:: Instruction ::
Please recast the data below as a Markdown table with two columns, Row and Line, giving each line its own numbered row and skipping blank lines. Leave the pictures out of the answer.

═══ Source records

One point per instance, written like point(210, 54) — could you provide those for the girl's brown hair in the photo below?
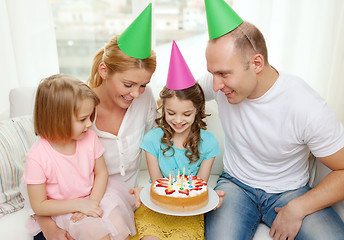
point(196, 95)
point(58, 98)
point(117, 61)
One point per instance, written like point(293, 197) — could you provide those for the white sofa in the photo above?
point(20, 128)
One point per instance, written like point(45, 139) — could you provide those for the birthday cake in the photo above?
point(180, 194)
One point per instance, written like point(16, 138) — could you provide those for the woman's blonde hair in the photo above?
point(196, 95)
point(58, 99)
point(117, 61)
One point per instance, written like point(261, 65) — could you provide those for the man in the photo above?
point(271, 122)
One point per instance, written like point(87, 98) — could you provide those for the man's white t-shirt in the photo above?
point(268, 139)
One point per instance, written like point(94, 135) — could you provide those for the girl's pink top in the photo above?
point(65, 176)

══════

:: Written response ::
| Row | Line |
|---|---|
| 1 | One point per instance, written like point(210, 54) — could you provide those for the girl's brown hair in the photo below? |
| 2 | point(196, 95) |
| 3 | point(58, 98) |
| 4 | point(117, 61) |
| 5 | One point per instance, written like point(293, 197) — could you provide those for the white sofa in the photo above? |
| 6 | point(20, 128) |
| 7 | One point per instance, written like point(45, 139) — could you provide those for the birthday cake in the photo above? |
| 8 | point(180, 194) |
| 9 | One point per instance, written like point(16, 138) — could you provide those for the woman's blonde hair in the photo above? |
| 10 | point(196, 95) |
| 11 | point(58, 99) |
| 12 | point(117, 61) |
| 13 | One point per instance, written like point(261, 65) — could you provide those for the man in the photo above? |
| 14 | point(271, 122) |
| 15 | One point per instance, written like point(87, 98) — could you provide those for the man's white t-shirt in the photo above? |
| 16 | point(268, 139) |
| 17 | One point per instance, written like point(94, 135) — could you provide those for the girl's pink top in the photo above? |
| 18 | point(65, 176) |